TASK ITEM. In the text about Otto Lilienthal and Burt Baskin, how far did Lilienthal's glider fall on August 9, 1896?

Aviation pioneer Otto Lilienthal was flying gliders well before the Wright Brothers came on to the scene. Despite years of successful flights, the “Glider King” died from a broken spine after his glider lost its lift and plunged 56 feet on August 9, 1896. The Wright Brothers credit Lilienthal with inspiring them: Orville and Wilbur started with unpowered gliders before adding power to their machines later on.

Burt “Butch” Baskin, co-founder of Baskin Robbins, died of a heart attack on December 24, 1967. In the documentary Super Size Me, John Robbins, Burt’s nephew, attributes his death to the amount of ice cream he ate in his life. (He weighed 240 pounds and was only 54 years old when he died.) Irvine Robbins, Burt’s brother-in-law and fellow founder, passed away in 2008 at 90 years old.

MATERIAL PROVIDED.

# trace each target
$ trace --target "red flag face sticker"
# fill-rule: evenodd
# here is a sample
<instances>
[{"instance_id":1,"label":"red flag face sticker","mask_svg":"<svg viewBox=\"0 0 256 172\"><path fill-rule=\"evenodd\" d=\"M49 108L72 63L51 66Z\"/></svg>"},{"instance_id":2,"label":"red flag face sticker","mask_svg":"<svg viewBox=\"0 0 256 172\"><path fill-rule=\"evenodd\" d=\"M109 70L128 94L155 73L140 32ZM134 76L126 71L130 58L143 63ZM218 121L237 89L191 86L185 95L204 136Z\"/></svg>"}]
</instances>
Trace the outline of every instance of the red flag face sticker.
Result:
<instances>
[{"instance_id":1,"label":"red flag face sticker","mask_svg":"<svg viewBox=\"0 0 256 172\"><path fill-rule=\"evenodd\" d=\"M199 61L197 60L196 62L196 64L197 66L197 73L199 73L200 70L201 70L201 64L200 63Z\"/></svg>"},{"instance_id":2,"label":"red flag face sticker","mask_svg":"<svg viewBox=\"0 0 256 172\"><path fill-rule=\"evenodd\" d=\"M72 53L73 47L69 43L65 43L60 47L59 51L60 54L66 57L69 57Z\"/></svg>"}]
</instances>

WRITTEN ANSWER. 56 feet